**What to do:**
a. Take the alignment thread from "I think there’s" up to and including "much better work." and write that passage out with "copies" replaced by "instances".
b. Please resume the alignment thread, picking up right after its final sentence.
━━━━━ Text ━━━━━
If a giant system you don’t fully manually oversee, don’t understand, and don’t control, starts wanting something, it can get what it wants, and there’s no reason why the whole thing will be optimising for anything in the direction of what small parts of it would’ve been fuzzily optimising for, if left to their own devices
I think you haven’t identified an important crux. I outlined it somewhat in https://www.lesswrong.com/posts/Tnd8xuZukPtAu5X34/you-need-to-solve-the-hard-parts-of-the-alignment-problem. Something like “running one ~human-level AI researcher at ~human speed safely can be done without understanding minds, agency, or how that particular AI system works; but when you run a lot of these systems at many x human speed, if you don’t understand the whole system and why it’s directed at something you’ve defined, it won’t be; there are many dynamics that aren’t important or catastrophically dangerous in one human-level system, but that will make the whole system go off rails if you have this giant system made of many small ones”
Thanks for the comment.
I think there’s a possibility that there could be dangerous emergent dynamics from multiple interacting AIs but I’m not too worried about that problem because I don’t think you can increase the capabilities of an AI much simply by running multiple copies of it. You can do more work this way but I don’t think you can get qualitatively much better work.
OpenAI created GPT-4 by training a brand new model not by running multiple copies of GPT-3 together. Similarly, although human corporations can achieve more than a single person, I don’t consider them to be superintelligent. I’d say GPT-4 is more capable and dangerous than 10 copies of GPT-3.
━━━━━ Dataset extract ━━━━━
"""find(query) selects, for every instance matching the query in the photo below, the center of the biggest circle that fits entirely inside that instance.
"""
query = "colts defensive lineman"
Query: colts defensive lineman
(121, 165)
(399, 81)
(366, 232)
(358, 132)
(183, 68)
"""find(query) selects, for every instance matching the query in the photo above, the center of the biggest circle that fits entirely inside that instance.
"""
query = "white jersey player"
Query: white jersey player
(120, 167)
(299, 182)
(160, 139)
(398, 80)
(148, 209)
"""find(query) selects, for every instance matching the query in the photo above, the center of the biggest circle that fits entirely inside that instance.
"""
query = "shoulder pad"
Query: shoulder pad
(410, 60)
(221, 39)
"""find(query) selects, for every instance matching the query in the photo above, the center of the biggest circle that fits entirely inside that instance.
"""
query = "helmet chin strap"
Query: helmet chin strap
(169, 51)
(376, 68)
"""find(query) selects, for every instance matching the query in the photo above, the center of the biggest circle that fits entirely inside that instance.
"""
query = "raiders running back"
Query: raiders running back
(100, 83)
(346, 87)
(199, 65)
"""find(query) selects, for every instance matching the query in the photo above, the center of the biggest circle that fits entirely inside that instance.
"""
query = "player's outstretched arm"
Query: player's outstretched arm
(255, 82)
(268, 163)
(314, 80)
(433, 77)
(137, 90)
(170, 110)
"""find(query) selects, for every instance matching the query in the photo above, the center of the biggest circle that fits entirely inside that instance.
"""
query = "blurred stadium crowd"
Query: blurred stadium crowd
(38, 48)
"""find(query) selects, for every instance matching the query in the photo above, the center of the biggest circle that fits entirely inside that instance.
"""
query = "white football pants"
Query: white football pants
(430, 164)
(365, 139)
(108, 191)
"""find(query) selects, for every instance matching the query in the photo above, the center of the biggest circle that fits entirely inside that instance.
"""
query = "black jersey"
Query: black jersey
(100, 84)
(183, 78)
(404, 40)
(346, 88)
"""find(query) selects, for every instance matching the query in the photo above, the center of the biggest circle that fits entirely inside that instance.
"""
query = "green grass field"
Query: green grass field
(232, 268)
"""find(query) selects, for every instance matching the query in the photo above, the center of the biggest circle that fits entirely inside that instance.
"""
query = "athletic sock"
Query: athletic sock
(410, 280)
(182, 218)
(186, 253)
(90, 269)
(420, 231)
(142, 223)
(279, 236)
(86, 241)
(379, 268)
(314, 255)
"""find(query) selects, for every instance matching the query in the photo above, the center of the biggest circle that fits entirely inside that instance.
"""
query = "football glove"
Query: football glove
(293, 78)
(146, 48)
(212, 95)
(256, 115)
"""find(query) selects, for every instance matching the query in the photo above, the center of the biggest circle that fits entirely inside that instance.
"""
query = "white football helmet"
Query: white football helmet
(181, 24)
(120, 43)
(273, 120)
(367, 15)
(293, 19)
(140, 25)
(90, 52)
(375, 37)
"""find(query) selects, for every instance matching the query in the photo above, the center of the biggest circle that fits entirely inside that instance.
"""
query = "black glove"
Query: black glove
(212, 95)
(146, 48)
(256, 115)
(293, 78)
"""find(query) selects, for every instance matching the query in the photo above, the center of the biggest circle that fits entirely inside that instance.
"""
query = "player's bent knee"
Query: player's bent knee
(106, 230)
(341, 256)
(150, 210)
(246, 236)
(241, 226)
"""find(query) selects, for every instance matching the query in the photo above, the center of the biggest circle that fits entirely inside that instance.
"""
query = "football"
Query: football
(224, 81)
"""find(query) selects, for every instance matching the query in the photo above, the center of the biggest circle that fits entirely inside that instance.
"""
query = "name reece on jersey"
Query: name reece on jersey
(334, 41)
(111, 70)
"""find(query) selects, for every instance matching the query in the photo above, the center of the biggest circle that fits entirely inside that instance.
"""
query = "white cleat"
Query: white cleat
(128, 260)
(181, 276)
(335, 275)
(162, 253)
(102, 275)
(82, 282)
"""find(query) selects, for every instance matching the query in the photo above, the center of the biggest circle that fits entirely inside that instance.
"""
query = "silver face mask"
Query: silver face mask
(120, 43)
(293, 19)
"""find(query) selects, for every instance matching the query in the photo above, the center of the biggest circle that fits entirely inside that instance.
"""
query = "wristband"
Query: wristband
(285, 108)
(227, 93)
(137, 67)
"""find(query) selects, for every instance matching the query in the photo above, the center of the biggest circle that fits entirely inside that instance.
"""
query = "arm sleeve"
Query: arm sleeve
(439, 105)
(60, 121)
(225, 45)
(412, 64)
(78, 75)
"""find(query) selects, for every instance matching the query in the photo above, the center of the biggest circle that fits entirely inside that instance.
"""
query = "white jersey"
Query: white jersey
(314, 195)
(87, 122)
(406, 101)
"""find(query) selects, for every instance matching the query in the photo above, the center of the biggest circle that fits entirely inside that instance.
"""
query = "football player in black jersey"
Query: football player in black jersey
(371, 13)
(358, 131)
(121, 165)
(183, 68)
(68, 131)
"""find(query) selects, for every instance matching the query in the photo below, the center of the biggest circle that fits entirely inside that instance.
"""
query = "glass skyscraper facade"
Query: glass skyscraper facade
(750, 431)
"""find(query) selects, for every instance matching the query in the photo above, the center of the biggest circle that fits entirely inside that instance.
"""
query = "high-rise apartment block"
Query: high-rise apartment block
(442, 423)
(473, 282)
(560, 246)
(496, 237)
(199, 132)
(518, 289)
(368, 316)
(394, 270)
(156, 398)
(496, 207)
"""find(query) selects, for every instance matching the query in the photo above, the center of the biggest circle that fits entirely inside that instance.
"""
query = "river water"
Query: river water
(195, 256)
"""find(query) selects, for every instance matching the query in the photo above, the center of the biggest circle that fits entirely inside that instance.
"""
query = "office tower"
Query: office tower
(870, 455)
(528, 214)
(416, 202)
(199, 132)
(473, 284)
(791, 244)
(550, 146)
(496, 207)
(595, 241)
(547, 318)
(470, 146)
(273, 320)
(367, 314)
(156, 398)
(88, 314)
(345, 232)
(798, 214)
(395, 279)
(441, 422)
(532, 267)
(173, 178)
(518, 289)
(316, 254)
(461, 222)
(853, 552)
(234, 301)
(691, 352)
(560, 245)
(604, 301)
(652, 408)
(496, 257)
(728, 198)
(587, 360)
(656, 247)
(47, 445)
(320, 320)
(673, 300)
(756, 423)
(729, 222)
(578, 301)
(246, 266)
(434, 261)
━━━━━
**Answers to this exercise:**
a.
I think there’s a possibility that there could be dangerous emergent dynamics from multiple interacting AIs but I’m not too worried about that problem because I don’t think you can increase the capabilities of an AI much simply by running multiple instances of it. You can do more work this way but I don’t think you can get qualitatively much better work.

b.
I think there’s more evidence that emergent properties come from within the AI model itself and therefore I’m more worried about bigger models than problems that would occur from running many of them. If we could solve a task using multiple AIs rather than one highly capable AI, I think that would probably be safer and I think that’s part of the idea behind iterated amplification and distillation.
There’s value in running multiple AIs. For example, OpenAI used multiple AIs to summarize books recursively. But even if we don’t run multiple AI models, I think a single AI running at high speed would also be highly valuable. For example, you can paste a long text into GPT-4 today and it will summarize it in less than a minute.
This is a problem with both the Superalignment team and the Conjecture’s approach. If you need one human-level researcher so much, you can simply hire someone!
If you run significantly more than one human-level researcher at 1x human speed, you need to explain why the whole system is aligned. “It’s made out of parts that don’t really want to kill you or wouldn’t succeed at killing you” tells nothing about the goals the whole system might start pursuing
One human-level system can maybe find an important zero-day vulnerability once every couple of months. If there are thousands of these systems, and they work much faster, they can read GitHub, find thousands of zero-day vulnerabilities, and hack literally everything. If one system really wanted to do something, it probably simply wouldn’t be able to, especially if the humans are looking.
If a giant system you don’t fully manually oversee, don’t understand, and don’t control, starts wanting something, it can get what it wants, and there’s no reason why the whole thing will be optimising for anything in the direction of what small parts of it would’ve been fuzzily optimising for, if left to their own devices
Why would this cluster of human level minds start cooperating with each other?